- [Exercise goal] Starting with the first line of the records and going on through the line with "(1068, 288)", write those lines out again, requests included. Multiply every coordinate in the answers by 0.2 and round each to a whole number, with halves rounded up.

- [Given records]
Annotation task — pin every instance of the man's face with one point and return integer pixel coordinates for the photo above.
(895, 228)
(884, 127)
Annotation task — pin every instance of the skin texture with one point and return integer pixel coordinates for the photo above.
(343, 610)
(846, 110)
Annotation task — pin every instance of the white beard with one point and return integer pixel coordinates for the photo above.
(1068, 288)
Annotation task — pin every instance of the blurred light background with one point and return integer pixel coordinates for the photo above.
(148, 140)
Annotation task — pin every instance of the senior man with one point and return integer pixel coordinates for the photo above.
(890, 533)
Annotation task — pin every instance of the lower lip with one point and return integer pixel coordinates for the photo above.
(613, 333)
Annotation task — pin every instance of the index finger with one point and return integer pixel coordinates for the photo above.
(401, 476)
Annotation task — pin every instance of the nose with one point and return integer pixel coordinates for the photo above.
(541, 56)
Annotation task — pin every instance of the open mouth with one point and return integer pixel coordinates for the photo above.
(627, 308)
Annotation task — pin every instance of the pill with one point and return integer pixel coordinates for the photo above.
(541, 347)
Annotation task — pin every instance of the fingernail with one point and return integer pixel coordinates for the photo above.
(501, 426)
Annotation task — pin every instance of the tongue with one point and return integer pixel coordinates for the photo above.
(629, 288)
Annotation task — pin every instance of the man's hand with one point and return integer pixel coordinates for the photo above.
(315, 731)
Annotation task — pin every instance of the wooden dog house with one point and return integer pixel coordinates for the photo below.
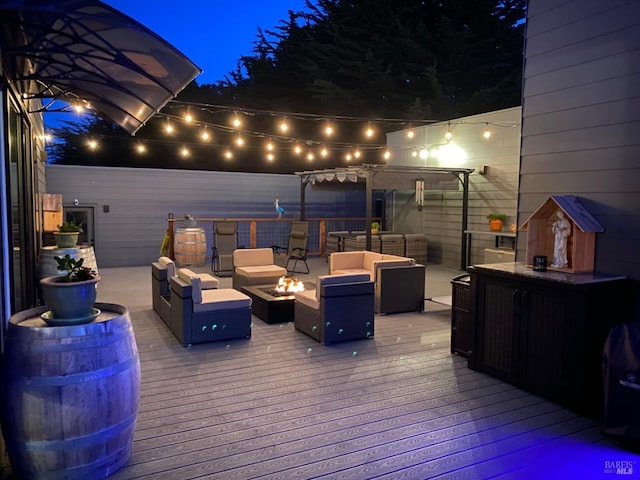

- [Task response]
Annotation task — pin every instance of the man's face with one point and return integer pixel coordinates for the photo above.
(179, 46)
(177, 25)
Annotation task — pin every instance of the skin texture with one point and return integer pixel coordinates for the photo above.
(69, 122)
(169, 22)
Annotation task — pin every instance of the white beard with one point and return integer pixel coordinates for the photo above.
(214, 58)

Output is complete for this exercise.